Aim of the task: Nothing other than the lines from the one containing "of the downspout" through the close of the entries below should be printed, each exactly.

-- Start Extracted records --

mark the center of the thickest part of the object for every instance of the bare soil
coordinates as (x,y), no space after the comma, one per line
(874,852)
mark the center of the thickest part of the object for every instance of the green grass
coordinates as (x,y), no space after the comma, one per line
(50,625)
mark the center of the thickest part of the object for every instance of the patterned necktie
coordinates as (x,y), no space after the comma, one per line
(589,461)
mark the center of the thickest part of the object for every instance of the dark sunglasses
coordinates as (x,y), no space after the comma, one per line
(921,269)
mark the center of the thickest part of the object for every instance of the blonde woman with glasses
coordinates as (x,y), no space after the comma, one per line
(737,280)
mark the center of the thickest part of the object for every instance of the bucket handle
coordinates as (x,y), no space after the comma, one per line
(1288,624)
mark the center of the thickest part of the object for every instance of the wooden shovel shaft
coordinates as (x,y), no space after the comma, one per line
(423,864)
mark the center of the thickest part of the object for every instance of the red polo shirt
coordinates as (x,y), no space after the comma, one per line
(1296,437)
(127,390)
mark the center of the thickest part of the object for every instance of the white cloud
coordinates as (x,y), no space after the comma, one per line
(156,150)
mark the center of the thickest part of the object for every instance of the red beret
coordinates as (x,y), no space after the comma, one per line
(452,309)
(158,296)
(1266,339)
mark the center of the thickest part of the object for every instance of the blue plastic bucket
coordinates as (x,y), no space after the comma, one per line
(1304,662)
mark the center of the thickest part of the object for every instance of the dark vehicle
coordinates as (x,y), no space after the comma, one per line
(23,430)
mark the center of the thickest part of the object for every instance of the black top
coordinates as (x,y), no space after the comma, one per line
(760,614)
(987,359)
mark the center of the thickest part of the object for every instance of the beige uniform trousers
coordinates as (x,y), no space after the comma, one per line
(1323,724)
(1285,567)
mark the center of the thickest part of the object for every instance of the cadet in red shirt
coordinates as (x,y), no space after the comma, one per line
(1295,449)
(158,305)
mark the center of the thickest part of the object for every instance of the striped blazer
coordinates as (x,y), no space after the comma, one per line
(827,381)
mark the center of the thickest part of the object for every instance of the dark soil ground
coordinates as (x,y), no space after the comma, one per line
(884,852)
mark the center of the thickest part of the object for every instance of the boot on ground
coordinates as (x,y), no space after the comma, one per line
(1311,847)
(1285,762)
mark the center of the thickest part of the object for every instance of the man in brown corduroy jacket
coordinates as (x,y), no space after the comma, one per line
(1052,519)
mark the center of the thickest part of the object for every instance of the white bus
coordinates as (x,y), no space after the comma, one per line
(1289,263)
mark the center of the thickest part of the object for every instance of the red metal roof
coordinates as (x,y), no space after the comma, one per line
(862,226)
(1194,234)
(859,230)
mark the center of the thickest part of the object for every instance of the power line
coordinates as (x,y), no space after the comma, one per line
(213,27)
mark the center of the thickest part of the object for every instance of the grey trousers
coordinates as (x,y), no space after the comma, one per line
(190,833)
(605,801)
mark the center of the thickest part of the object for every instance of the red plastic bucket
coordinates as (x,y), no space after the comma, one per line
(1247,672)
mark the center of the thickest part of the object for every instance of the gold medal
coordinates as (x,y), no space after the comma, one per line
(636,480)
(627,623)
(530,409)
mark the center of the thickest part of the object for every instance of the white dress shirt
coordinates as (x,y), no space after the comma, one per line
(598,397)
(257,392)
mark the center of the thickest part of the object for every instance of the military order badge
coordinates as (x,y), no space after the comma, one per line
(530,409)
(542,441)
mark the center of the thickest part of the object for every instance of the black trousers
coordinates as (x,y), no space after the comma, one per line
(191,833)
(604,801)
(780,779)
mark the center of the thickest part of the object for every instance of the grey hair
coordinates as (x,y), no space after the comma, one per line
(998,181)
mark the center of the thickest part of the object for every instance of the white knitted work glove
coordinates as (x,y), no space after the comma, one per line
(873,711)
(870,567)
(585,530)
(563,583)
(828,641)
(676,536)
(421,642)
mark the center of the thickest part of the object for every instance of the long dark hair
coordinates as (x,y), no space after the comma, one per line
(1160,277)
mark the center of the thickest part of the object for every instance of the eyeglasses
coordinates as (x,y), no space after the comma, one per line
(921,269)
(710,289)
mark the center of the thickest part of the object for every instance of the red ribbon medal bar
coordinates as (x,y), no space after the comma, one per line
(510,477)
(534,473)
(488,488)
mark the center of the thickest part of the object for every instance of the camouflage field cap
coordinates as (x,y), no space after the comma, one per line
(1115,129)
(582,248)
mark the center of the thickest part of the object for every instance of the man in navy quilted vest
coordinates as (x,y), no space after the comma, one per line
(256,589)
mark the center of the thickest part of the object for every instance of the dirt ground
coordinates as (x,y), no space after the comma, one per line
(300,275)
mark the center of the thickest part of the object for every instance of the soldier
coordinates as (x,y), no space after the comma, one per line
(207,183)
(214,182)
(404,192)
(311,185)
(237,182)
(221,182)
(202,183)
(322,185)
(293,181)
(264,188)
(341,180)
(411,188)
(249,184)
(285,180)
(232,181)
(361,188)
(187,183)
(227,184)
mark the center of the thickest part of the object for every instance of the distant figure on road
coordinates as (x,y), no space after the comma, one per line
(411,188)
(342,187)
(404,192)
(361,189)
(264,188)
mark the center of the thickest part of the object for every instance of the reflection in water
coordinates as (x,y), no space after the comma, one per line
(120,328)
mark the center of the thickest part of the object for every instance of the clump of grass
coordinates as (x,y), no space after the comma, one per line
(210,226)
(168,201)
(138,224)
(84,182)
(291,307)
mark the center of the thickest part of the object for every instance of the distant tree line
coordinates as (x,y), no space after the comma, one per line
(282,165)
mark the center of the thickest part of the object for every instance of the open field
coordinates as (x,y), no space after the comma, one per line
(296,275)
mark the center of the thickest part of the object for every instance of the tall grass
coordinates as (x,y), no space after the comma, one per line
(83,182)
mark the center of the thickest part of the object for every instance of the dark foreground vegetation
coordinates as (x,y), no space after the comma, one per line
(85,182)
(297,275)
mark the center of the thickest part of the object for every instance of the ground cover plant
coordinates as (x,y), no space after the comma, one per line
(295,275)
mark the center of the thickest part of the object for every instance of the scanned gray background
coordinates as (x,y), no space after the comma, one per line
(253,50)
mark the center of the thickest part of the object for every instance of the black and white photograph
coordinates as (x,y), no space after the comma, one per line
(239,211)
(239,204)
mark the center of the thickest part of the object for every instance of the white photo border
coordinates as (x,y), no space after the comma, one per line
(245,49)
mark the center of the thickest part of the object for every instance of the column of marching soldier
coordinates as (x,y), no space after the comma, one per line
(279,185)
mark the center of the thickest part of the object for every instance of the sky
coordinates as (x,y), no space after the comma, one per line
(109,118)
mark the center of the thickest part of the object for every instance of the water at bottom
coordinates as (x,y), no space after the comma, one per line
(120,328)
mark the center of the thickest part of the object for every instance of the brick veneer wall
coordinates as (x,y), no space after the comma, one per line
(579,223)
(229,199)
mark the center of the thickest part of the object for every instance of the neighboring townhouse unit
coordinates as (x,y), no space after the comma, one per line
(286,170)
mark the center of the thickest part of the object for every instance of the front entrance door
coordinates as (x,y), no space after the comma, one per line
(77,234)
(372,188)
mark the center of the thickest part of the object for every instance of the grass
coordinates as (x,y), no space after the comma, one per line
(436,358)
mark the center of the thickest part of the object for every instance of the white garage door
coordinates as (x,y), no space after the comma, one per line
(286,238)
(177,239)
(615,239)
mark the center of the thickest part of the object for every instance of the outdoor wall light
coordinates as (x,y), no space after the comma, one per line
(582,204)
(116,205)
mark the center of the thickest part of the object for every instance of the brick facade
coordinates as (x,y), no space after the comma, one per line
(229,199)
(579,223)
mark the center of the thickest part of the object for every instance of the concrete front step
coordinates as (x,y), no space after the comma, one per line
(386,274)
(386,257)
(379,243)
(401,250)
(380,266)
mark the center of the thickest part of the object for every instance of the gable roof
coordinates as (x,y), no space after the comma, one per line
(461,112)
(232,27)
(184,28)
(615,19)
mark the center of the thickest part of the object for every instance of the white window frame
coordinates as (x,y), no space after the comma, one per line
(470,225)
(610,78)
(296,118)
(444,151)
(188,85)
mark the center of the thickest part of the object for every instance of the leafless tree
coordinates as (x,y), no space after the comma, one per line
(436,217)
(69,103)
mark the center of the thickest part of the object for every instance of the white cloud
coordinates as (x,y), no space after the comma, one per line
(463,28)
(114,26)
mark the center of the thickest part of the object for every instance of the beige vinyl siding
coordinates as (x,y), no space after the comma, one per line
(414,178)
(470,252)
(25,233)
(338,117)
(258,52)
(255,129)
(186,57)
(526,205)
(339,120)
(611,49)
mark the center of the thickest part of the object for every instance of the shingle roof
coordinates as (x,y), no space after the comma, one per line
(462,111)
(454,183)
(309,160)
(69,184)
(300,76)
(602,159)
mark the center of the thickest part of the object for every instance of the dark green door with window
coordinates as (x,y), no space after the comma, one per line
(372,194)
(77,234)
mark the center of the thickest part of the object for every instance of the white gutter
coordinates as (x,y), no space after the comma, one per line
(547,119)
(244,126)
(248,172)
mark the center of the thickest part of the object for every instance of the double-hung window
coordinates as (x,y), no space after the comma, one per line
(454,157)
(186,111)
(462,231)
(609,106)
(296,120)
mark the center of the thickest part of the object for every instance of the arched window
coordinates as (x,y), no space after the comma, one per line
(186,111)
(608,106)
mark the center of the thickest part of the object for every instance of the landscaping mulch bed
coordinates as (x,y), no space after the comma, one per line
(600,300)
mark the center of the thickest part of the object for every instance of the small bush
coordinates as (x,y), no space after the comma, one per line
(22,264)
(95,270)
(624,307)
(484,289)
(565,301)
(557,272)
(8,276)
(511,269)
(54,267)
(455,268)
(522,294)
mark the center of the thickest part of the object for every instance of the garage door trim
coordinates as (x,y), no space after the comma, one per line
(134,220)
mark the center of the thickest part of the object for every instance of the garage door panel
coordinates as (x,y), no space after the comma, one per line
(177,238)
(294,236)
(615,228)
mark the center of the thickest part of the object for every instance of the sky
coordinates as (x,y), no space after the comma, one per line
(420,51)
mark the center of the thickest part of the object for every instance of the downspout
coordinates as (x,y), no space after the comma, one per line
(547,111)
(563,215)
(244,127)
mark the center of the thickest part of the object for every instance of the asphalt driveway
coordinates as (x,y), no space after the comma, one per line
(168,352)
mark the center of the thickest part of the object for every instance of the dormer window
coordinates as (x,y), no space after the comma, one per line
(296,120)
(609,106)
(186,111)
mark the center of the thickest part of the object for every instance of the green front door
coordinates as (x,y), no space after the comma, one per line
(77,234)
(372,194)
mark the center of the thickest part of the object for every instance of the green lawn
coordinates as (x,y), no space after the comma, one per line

-- End Extracted records --

Correct answer:
mark the center of the thickest part of the object for every instance of the downspout
coordinates as (x,y), no space after the comma, one per line
(547,111)
(563,215)
(244,127)
mark the center of the thickest part of the object for every instance of the asphalt driveway
coordinates as (x,y), no space after the comma, one per line
(168,352)
mark the center of the thickest part of the object for every instance of the dormer window
coordinates as (x,y), no space after the comma, one per line
(296,120)
(609,106)
(186,111)
mark the center of the thickest part of the object for every instance of the green front door
coordinates as (x,y), no space after the comma, one per line
(77,234)
(372,194)
mark the center of the thickest part of the object for every instance of the green lawn
coordinates as (x,y), no space after the comma, one per line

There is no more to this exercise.